Tasks to carry out
(A) In the passage on conversation and vision, what does the text say conversation and art do together?
(B) Reproduce word for word the stretch of the passage on conversation and vision from "Conversation and art" through "a new reality.".

Text to read
* BEGIN *
If we keep ourselves perpetually busy with tasks and entertainments, and communicate mostly through wise-cracks, gossip, and electronic messages of 200 or fewer characters, we cannot disrupt one another, we will never undergo a change of vision, we will never have deeply new ideas rooted in new vision. We will have to painstakingly create new ideas and new situations for ourselves, one at a time. We will have to tinker our way to art. And we will not even know why none of it any longer sustains or inspires us, because we haven’t even gone far enough to know the existence of vision.

Conversation and art live together and die together.

Impractical idealism vs practical realism

Impractical idealism and practical realism: another of those mutually supportive antitheses united against an inconceivable possibility of a practical ideal that creates a new reality.

Impractical idealism plays the Alan Colmes to practical realism’s Sean Hannity, proving the suspicion that new ideals are essentially impractical and unrealistic because those who conceive them are unconcerned with what is possible and what is currently the case.
* END *
Given information
* BEGIN *
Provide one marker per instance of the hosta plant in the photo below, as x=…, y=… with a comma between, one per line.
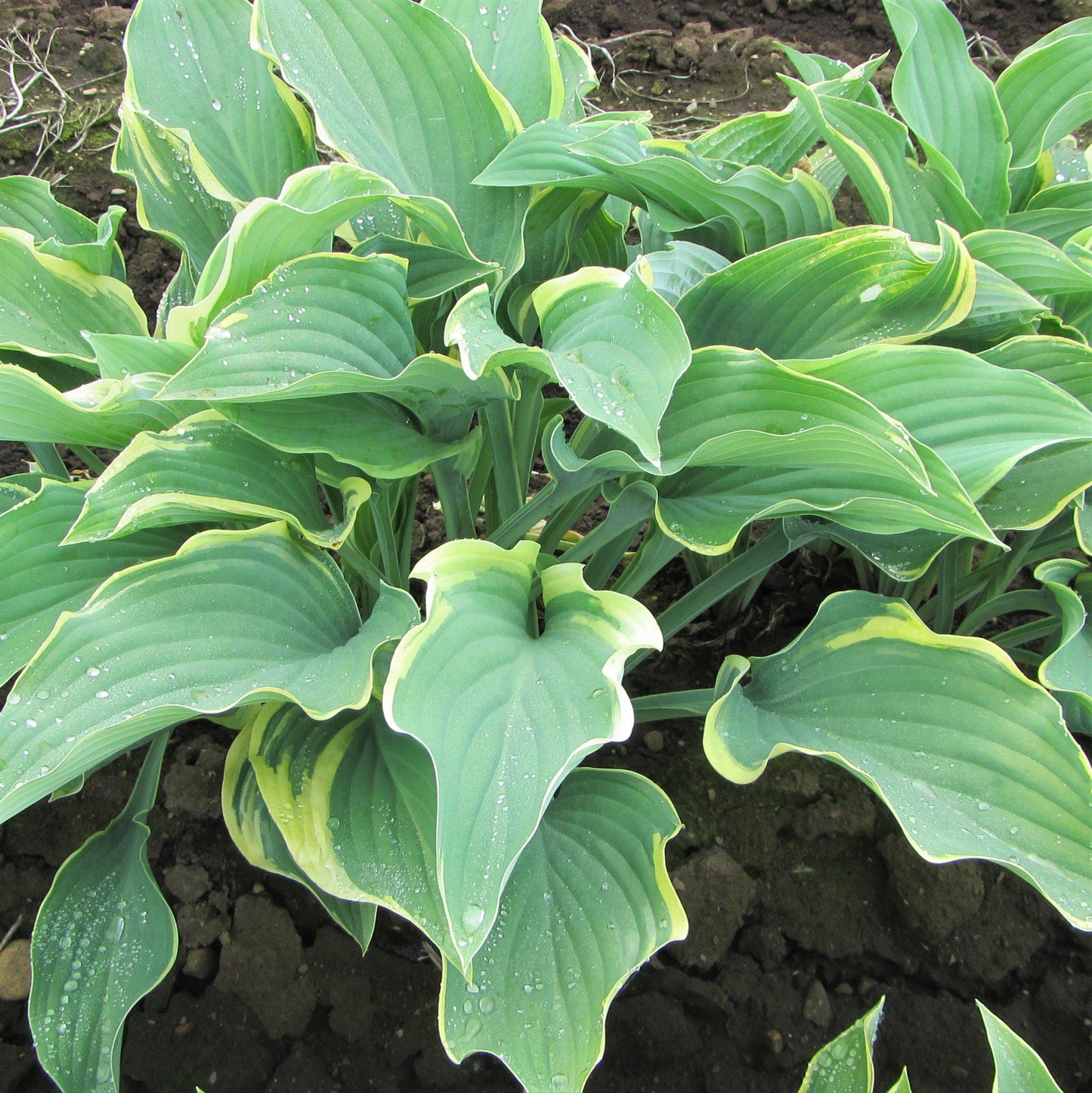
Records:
x=410, y=256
* END *
Solutions to the exercise
(A) They live together and die together.

(B)
Conversation and art live together and die together.

Impractical idealism vs practical realism

Impractical idealism and practical realism: another of those mutually supportive antitheses united against an inconceivable possibility of a practical ideal that creates a new reality.